REQUIRED WORK:
Each line from the one that contains "Spot the coat" to the end of the material must be quoted exactly; include both end lines and nothing else.

start

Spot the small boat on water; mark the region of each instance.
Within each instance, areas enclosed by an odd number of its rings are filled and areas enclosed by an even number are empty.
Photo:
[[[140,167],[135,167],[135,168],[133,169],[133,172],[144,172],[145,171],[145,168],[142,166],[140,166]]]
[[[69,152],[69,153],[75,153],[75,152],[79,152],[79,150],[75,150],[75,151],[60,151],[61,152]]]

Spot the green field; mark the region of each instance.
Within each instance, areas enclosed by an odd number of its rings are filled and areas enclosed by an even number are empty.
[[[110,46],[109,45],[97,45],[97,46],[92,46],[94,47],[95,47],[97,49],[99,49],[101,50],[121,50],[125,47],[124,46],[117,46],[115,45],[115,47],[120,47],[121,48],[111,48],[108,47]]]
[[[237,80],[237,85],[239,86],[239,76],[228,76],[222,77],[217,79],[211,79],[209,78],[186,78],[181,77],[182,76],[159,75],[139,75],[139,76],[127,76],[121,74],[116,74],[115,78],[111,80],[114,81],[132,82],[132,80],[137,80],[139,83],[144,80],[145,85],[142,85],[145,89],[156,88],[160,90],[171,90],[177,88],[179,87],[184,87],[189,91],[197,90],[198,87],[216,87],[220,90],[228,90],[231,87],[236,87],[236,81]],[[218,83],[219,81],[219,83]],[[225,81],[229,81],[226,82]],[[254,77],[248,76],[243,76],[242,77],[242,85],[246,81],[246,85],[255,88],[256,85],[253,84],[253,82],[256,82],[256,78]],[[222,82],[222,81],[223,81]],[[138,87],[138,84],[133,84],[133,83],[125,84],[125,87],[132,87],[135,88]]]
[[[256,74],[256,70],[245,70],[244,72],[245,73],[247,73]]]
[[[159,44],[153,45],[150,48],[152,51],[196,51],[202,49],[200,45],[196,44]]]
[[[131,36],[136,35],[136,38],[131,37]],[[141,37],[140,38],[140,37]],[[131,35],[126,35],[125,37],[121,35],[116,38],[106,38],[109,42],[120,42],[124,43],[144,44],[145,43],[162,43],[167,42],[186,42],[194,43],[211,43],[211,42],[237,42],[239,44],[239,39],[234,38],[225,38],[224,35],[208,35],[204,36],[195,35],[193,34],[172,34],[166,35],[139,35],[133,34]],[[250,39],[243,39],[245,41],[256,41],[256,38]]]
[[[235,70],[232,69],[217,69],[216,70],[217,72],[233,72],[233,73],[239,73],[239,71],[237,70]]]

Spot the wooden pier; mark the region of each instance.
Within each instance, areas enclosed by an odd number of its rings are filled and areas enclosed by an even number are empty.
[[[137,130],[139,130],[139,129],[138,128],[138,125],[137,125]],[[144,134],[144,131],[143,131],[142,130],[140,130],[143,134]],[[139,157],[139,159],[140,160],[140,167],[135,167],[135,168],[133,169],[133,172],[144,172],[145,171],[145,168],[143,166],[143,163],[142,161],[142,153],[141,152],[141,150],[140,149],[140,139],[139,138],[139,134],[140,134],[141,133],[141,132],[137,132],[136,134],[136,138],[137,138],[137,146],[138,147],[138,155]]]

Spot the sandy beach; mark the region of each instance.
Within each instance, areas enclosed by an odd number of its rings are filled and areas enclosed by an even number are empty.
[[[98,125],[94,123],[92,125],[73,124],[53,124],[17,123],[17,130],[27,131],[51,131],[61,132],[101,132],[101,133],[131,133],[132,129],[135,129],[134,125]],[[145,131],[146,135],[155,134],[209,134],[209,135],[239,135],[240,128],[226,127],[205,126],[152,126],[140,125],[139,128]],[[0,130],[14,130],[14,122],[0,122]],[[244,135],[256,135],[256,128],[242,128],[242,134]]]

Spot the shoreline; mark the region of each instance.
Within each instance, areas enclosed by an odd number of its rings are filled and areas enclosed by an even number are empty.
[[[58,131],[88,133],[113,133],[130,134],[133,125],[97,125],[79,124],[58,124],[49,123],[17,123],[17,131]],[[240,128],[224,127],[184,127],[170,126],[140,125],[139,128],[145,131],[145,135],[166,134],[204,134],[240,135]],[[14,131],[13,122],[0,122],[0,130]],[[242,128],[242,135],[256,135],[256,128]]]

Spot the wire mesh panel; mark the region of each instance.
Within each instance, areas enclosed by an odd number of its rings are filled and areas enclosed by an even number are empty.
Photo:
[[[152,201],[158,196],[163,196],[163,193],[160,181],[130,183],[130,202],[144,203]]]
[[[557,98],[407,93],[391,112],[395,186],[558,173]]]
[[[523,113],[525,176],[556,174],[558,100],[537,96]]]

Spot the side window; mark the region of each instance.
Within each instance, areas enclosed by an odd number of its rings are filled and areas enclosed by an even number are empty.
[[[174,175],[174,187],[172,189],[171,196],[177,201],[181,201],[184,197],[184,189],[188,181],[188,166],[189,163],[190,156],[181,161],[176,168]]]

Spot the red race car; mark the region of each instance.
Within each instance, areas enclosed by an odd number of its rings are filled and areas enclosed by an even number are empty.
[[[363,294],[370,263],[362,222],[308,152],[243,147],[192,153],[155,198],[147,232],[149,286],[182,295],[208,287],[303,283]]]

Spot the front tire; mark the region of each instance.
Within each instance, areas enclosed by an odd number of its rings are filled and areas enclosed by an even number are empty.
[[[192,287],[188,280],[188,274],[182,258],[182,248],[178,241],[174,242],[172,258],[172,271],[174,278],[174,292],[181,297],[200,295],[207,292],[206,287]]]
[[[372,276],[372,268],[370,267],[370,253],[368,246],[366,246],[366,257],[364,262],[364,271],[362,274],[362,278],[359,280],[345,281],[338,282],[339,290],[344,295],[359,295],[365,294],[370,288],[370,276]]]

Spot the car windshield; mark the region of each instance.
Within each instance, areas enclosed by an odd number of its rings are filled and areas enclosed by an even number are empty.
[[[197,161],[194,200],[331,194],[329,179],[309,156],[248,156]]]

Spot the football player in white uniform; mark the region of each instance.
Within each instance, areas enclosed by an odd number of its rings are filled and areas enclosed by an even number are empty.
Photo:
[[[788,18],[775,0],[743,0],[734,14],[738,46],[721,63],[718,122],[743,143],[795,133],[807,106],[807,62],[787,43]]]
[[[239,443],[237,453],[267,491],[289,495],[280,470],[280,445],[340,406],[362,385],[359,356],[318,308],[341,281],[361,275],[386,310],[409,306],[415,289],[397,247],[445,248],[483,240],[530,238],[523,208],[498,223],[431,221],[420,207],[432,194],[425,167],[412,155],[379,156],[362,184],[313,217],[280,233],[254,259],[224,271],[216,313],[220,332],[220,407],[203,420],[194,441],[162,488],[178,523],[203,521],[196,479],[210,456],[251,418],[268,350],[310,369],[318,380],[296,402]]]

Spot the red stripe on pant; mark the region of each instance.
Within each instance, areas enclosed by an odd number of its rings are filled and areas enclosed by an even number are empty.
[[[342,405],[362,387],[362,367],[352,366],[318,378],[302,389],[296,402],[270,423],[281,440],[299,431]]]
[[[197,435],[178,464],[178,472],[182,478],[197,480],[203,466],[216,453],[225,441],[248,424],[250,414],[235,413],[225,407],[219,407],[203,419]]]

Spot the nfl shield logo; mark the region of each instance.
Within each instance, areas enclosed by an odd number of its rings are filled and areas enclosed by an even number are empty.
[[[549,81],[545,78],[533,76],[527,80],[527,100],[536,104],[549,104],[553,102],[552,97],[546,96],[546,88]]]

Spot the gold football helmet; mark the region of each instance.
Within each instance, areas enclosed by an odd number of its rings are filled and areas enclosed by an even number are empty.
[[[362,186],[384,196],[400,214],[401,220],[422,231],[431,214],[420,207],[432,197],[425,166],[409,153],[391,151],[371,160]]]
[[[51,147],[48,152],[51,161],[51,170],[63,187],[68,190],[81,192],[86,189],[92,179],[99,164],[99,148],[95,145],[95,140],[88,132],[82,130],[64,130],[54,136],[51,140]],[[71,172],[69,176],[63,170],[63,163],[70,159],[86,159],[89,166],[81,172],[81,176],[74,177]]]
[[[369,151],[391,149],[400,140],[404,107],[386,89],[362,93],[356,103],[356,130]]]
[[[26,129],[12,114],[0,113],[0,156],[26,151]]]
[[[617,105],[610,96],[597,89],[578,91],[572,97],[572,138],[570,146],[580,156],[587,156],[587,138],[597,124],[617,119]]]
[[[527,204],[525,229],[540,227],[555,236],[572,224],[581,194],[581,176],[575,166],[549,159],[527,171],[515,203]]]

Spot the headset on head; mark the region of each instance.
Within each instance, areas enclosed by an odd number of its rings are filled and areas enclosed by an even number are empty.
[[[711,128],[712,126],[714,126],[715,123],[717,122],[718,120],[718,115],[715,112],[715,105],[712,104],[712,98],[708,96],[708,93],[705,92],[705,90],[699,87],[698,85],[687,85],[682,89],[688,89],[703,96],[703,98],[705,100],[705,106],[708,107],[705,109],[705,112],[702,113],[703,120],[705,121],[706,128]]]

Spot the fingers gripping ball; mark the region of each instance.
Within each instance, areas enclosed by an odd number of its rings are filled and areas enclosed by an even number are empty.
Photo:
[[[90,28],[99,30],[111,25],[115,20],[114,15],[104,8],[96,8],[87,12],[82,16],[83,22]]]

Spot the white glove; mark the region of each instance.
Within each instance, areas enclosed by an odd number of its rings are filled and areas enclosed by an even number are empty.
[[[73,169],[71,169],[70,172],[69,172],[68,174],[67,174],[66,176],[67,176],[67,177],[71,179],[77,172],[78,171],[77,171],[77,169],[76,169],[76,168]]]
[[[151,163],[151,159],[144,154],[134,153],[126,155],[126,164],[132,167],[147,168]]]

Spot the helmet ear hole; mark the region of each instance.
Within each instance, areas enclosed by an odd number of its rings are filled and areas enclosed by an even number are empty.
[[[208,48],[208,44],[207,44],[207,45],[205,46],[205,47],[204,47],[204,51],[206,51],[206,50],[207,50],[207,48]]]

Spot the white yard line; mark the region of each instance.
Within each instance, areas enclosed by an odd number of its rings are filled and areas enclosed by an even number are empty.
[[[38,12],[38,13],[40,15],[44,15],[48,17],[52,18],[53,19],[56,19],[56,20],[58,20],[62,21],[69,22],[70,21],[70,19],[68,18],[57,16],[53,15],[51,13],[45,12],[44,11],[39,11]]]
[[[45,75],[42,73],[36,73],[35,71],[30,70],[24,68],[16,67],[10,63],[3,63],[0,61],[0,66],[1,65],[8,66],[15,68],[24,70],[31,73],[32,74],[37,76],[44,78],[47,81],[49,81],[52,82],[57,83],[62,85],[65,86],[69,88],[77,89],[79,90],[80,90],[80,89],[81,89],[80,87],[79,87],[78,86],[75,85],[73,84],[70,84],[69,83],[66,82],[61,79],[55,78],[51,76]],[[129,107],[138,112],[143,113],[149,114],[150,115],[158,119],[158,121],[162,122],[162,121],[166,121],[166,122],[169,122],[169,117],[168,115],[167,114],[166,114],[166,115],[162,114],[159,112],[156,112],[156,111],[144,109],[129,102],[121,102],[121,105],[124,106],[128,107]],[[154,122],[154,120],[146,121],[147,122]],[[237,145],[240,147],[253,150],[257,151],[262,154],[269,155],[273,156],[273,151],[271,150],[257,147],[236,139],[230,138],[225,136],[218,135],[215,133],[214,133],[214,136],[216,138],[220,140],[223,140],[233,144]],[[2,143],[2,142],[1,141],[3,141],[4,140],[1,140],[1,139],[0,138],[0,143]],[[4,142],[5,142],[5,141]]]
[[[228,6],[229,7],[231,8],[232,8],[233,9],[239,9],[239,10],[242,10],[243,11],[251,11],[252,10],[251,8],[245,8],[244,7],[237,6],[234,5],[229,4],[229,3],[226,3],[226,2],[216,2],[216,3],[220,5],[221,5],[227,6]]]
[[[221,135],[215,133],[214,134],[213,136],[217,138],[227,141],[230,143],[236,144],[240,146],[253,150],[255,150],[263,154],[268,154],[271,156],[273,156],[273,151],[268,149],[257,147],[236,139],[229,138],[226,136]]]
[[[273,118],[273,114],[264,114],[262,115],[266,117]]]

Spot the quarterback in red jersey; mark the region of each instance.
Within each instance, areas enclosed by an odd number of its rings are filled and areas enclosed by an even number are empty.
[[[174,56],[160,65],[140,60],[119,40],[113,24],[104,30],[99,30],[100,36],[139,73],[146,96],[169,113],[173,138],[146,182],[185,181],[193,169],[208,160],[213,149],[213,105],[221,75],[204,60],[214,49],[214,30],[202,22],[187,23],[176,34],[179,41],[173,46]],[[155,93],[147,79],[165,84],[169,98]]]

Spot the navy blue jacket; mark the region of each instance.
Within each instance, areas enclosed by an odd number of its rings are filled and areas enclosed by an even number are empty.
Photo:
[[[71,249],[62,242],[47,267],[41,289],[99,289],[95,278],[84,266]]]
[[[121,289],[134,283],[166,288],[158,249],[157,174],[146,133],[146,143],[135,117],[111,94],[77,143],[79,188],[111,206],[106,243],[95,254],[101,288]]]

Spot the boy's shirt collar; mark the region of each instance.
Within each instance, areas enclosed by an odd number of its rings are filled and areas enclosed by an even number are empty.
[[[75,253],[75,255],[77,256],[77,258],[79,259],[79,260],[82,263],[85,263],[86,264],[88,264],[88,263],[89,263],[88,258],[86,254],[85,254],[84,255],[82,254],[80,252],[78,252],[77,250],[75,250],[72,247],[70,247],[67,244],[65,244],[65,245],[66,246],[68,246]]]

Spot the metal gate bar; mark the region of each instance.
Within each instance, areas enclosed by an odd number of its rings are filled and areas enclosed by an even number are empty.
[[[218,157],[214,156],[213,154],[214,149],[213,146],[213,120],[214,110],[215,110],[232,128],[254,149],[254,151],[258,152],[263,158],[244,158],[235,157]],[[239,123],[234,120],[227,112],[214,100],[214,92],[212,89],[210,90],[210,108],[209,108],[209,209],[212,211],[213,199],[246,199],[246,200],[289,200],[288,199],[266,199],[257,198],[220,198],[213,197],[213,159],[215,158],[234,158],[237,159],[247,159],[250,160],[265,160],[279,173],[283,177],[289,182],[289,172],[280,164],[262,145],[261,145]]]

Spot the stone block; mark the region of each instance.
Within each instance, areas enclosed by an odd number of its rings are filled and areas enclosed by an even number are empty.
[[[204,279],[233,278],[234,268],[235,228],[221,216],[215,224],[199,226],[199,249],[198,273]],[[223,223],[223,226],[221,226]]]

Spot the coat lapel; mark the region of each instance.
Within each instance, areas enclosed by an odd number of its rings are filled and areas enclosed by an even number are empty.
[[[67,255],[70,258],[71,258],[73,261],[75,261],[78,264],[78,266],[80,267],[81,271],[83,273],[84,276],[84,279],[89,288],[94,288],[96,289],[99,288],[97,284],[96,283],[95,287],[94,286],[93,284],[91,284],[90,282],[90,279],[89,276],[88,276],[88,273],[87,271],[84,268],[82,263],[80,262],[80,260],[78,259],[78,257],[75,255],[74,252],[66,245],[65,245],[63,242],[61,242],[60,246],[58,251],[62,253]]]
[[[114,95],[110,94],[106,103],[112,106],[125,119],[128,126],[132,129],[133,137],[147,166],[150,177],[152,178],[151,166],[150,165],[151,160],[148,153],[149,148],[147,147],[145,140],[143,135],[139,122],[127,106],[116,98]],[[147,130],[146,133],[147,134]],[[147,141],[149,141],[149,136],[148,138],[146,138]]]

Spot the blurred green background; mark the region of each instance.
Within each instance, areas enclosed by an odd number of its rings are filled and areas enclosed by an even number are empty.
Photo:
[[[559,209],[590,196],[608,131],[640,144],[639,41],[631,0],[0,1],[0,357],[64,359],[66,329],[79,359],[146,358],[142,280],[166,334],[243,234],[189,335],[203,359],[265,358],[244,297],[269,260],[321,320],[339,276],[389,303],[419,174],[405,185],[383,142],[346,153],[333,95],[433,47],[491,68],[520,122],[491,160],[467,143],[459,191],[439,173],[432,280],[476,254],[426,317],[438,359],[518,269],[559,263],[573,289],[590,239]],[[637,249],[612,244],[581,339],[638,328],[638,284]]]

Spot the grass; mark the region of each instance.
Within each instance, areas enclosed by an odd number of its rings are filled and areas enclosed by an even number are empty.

end

WRITTEN RESPONSE:
Spot the coat lapel; mark the region of each instance.
Within each instance, areas enclosed by an odd number of its rings are filled and areas enclosed by an even number are empty.
[[[67,255],[70,258],[71,258],[73,261],[75,261],[78,264],[78,266],[80,267],[81,271],[83,273],[84,276],[84,279],[89,288],[94,288],[96,289],[99,288],[97,284],[96,283],[95,287],[94,286],[93,284],[91,284],[90,282],[90,279],[89,276],[88,276],[88,273],[87,271],[84,268],[82,263],[80,262],[80,260],[78,259],[78,257],[75,255],[74,252],[66,245],[65,245],[63,242],[61,242],[60,246],[58,251],[62,253]]]
[[[114,95],[110,94],[106,103],[112,106],[125,119],[128,126],[132,129],[133,137],[147,166],[150,177],[152,178],[151,166],[150,165],[151,160],[148,153],[149,148],[147,147],[145,140],[143,135],[139,122],[127,106],[116,98]],[[147,130],[146,133],[147,134]],[[147,141],[149,141],[149,136],[148,138],[146,138]]]

Spot the blurred green background; mark the region of each instance.
Within each instance, areas enclosed by an odd number of its rings are filled and areas enclosed by an even number are empty.
Photo:
[[[559,209],[590,196],[608,131],[640,144],[639,41],[631,0],[0,1],[0,357],[64,359],[66,329],[79,359],[146,358],[142,280],[166,334],[243,234],[189,335],[203,359],[265,358],[244,297],[269,260],[321,320],[339,276],[389,303],[419,174],[405,185],[383,142],[346,153],[333,95],[433,47],[491,68],[520,122],[491,160],[467,143],[459,191],[439,173],[432,280],[476,254],[426,317],[438,359],[518,269],[559,263],[573,289],[590,239]],[[637,249],[612,244],[581,339],[638,328],[638,284]]]

Spot the grass; mark the region of each instance.
Within each instance, areas enclosed by an odd number of its rings are filled and areas enclosed by an even number are empty.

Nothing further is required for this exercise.